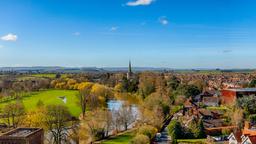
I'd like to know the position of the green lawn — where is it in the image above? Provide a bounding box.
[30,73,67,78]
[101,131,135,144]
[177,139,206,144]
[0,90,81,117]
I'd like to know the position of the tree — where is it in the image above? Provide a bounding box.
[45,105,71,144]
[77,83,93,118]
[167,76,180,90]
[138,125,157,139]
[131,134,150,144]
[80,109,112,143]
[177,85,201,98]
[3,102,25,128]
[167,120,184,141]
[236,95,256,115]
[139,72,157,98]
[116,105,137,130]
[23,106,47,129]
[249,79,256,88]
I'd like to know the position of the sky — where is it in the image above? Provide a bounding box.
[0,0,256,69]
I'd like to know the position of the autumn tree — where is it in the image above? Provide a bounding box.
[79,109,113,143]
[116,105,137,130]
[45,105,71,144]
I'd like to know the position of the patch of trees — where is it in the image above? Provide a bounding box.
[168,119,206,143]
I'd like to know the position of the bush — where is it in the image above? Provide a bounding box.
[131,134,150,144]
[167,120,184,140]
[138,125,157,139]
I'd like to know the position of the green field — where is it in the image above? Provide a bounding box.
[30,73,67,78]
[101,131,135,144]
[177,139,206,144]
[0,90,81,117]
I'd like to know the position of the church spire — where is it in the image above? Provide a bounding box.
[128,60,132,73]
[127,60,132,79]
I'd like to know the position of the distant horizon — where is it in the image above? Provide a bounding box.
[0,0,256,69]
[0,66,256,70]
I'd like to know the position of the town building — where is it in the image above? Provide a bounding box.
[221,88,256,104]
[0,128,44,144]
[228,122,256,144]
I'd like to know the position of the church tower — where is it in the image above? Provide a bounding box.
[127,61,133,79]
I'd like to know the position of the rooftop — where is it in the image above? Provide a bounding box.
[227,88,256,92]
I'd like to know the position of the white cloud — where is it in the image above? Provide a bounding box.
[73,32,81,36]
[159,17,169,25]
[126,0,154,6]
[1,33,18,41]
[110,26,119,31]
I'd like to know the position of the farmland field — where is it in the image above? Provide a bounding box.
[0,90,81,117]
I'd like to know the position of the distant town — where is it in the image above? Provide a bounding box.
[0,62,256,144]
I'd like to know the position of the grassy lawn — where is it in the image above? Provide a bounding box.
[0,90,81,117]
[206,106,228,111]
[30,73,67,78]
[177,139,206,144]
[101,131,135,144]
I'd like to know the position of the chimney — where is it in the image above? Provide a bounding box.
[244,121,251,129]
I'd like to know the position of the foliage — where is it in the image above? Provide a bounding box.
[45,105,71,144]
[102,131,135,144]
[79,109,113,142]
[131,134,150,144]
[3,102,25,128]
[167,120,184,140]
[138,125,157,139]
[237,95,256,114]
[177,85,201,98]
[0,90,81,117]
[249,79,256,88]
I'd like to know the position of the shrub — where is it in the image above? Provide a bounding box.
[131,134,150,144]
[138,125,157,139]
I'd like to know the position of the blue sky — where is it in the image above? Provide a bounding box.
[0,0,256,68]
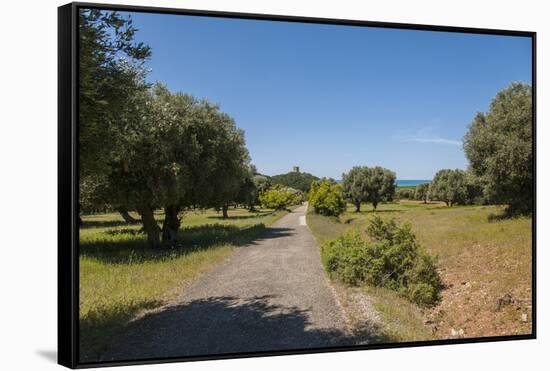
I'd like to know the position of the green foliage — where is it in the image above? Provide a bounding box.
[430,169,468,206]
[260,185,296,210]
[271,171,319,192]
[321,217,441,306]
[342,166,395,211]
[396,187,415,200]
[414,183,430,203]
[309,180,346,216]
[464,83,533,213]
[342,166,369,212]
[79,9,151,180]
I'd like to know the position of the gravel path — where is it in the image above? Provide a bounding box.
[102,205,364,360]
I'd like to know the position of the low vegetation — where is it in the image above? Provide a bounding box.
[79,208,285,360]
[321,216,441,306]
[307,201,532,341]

· · · · · · ·

## Exercise aim:
Rewrite the rows from the line with "I'd like to know the position of the farmland" up to and including the line with "[244,121,251,129]", putting "smokestack" in place of "chimney" and keeping everything else the same.

## Task solution:
I'd like to know the position of the farmland field — where is it in the image above? Provide a bounding box.
[0,90,81,117]
I'd like to know the position of the distant town — where is it in the image above? Provide a bounding box.
[0,62,256,144]
I'd like to know the position of the grassy lawn — where is it in the image above? Provide a bounding box.
[0,90,81,117]
[206,106,228,111]
[30,73,67,78]
[177,139,206,144]
[101,131,135,144]
I'd like to know the position of the smokestack — where is it in the image above? Provide a bounding box.
[244,121,251,129]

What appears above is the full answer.